— Your assignment —
Exactly the lines below from the one with "positive clicks: (1596, 424)" up to and including the one with "box: [235, 226, 267, 288]" make up the answer, with nothing else added.

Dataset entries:

- - -

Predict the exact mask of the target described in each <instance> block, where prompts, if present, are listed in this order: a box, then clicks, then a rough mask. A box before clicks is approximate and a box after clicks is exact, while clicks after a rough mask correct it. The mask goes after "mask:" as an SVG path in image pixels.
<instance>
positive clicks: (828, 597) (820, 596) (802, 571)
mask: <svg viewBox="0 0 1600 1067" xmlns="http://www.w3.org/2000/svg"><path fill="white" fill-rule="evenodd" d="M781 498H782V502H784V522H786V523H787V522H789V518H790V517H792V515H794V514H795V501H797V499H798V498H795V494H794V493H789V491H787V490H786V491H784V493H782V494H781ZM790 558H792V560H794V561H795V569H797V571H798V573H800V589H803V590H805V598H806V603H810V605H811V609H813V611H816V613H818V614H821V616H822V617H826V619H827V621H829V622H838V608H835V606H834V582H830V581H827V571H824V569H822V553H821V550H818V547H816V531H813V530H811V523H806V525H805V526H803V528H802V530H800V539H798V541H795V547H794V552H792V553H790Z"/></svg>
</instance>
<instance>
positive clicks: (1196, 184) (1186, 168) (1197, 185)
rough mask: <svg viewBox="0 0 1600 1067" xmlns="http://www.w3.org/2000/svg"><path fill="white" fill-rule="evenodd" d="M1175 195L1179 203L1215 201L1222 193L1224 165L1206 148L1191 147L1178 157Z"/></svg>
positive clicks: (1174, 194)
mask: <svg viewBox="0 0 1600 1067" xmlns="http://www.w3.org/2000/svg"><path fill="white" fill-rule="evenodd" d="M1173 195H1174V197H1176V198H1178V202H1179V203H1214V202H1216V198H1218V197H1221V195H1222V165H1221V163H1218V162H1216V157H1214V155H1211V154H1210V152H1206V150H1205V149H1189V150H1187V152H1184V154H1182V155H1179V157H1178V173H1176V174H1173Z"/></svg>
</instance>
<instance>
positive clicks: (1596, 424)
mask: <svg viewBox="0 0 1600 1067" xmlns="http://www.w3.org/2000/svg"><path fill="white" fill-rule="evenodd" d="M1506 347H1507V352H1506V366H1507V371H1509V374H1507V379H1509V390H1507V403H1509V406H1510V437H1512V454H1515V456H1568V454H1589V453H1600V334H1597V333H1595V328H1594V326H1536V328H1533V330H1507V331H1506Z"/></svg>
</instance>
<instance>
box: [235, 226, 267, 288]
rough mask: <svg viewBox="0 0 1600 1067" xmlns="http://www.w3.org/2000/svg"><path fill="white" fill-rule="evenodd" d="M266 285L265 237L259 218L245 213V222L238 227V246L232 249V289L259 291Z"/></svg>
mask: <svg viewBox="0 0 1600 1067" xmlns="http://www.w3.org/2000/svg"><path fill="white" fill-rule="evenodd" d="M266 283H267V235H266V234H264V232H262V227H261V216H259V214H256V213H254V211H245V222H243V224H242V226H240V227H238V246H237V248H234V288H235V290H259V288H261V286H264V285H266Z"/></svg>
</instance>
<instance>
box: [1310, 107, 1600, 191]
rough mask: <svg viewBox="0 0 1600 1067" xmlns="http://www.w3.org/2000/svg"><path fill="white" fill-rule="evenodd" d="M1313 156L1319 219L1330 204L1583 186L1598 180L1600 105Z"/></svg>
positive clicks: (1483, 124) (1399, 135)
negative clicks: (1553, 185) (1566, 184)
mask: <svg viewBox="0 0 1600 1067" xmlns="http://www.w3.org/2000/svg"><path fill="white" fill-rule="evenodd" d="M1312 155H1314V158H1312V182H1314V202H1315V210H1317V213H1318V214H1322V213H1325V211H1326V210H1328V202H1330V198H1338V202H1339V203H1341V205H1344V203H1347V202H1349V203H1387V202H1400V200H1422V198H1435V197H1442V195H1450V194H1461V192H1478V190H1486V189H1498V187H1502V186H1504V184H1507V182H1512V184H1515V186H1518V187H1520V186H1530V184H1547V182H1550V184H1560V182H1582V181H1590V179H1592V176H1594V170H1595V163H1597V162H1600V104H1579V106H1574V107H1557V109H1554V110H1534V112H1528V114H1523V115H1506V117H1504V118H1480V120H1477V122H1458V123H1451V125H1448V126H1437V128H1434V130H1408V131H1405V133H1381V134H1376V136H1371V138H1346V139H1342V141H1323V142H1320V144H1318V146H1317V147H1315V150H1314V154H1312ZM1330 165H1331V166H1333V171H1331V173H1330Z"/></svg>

- - -

— Expected answer —
positive clicks: (1596, 424)
mask: <svg viewBox="0 0 1600 1067" xmlns="http://www.w3.org/2000/svg"><path fill="white" fill-rule="evenodd" d="M1506 347H1507V352H1506V366H1507V371H1509V374H1507V379H1509V390H1507V403H1509V406H1510V437H1512V454H1515V456H1568V454H1589V453H1600V334H1597V333H1595V328H1594V326H1536V328H1533V330H1507V331H1506Z"/></svg>
</instance>
<instance>
box: [235, 226, 267, 288]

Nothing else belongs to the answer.